(Records in a dataset)

★ ★ ★ ★ ★

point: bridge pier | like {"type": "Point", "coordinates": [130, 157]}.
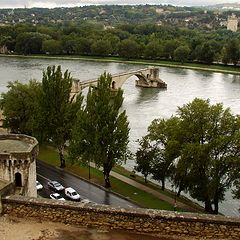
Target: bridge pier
{"type": "Point", "coordinates": [152, 80]}
{"type": "Point", "coordinates": [147, 77]}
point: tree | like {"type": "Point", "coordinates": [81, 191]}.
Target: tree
{"type": "Point", "coordinates": [165, 135]}
{"type": "Point", "coordinates": [181, 54]}
{"type": "Point", "coordinates": [101, 48]}
{"type": "Point", "coordinates": [232, 51]}
{"type": "Point", "coordinates": [57, 109]}
{"type": "Point", "coordinates": [30, 42]}
{"type": "Point", "coordinates": [169, 48]}
{"type": "Point", "coordinates": [129, 49]}
{"type": "Point", "coordinates": [101, 130]}
{"type": "Point", "coordinates": [18, 106]}
{"type": "Point", "coordinates": [144, 157]}
{"type": "Point", "coordinates": [153, 50]}
{"type": "Point", "coordinates": [210, 150]}
{"type": "Point", "coordinates": [52, 46]}
{"type": "Point", "coordinates": [203, 144]}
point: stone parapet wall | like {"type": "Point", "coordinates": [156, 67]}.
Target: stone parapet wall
{"type": "Point", "coordinates": [162, 223]}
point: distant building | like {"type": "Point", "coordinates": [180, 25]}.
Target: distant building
{"type": "Point", "coordinates": [3, 49]}
{"type": "Point", "coordinates": [159, 10]}
{"type": "Point", "coordinates": [232, 23]}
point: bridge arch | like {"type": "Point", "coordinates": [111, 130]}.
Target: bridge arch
{"type": "Point", "coordinates": [147, 77]}
{"type": "Point", "coordinates": [118, 81]}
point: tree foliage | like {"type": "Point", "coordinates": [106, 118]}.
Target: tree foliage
{"type": "Point", "coordinates": [19, 106]}
{"type": "Point", "coordinates": [144, 157]}
{"type": "Point", "coordinates": [101, 131]}
{"type": "Point", "coordinates": [199, 151]}
{"type": "Point", "coordinates": [57, 110]}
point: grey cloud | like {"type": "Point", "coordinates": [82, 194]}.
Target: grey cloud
{"type": "Point", "coordinates": [55, 3]}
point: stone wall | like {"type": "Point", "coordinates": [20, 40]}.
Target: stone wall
{"type": "Point", "coordinates": [162, 223]}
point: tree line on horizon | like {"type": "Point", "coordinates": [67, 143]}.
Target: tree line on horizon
{"type": "Point", "coordinates": [129, 41]}
{"type": "Point", "coordinates": [197, 150]}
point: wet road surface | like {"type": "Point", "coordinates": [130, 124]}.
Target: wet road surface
{"type": "Point", "coordinates": [46, 172]}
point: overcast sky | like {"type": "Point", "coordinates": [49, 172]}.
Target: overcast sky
{"type": "Point", "coordinates": [70, 3]}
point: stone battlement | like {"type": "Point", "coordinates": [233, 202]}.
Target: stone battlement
{"type": "Point", "coordinates": [160, 223]}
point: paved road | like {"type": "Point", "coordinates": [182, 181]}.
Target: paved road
{"type": "Point", "coordinates": [47, 172]}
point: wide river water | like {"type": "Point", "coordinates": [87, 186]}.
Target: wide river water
{"type": "Point", "coordinates": [142, 105]}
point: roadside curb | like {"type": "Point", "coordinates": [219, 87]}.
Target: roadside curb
{"type": "Point", "coordinates": [95, 184]}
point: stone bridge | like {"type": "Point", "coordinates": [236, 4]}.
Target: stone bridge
{"type": "Point", "coordinates": [147, 77]}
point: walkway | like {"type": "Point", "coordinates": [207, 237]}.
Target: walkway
{"type": "Point", "coordinates": [157, 194]}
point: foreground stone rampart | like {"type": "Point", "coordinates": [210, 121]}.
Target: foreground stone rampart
{"type": "Point", "coordinates": [162, 223]}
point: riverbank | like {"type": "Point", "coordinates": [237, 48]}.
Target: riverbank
{"type": "Point", "coordinates": [147, 195]}
{"type": "Point", "coordinates": [193, 66]}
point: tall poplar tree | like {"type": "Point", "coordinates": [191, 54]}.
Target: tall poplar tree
{"type": "Point", "coordinates": [101, 131]}
{"type": "Point", "coordinates": [57, 109]}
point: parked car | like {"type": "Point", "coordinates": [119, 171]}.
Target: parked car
{"type": "Point", "coordinates": [85, 200]}
{"type": "Point", "coordinates": [72, 194]}
{"type": "Point", "coordinates": [56, 196]}
{"type": "Point", "coordinates": [39, 186]}
{"type": "Point", "coordinates": [56, 186]}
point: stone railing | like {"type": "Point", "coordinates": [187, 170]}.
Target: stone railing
{"type": "Point", "coordinates": [161, 223]}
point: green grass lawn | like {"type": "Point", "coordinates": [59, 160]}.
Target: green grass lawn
{"type": "Point", "coordinates": [49, 155]}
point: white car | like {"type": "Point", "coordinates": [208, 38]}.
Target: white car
{"type": "Point", "coordinates": [39, 186]}
{"type": "Point", "coordinates": [85, 200]}
{"type": "Point", "coordinates": [72, 194]}
{"type": "Point", "coordinates": [56, 186]}
{"type": "Point", "coordinates": [56, 196]}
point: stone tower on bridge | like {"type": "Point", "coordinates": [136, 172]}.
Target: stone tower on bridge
{"type": "Point", "coordinates": [147, 77]}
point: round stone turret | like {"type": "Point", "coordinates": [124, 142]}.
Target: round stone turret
{"type": "Point", "coordinates": [18, 155]}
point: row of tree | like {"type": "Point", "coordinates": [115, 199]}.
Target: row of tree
{"type": "Point", "coordinates": [198, 151]}
{"type": "Point", "coordinates": [127, 41]}
{"type": "Point", "coordinates": [96, 131]}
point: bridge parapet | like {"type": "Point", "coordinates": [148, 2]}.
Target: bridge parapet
{"type": "Point", "coordinates": [147, 77]}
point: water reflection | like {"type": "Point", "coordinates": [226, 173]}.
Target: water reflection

★ ★ ★ ★ ★

_EXERCISE_: Write out again the part of the data that opens with the line containing "point: bridge parapet" and closes with the end of the data, adding 105 to every coordinate in the answers.

_SOLUTION TO THE EXERCISE_:
point: bridge parapet | like {"type": "Point", "coordinates": [148, 2]}.
Target: bridge parapet
{"type": "Point", "coordinates": [252, 182]}
point: water reflection | like {"type": "Point", "coordinates": [226, 173]}.
Target: water reflection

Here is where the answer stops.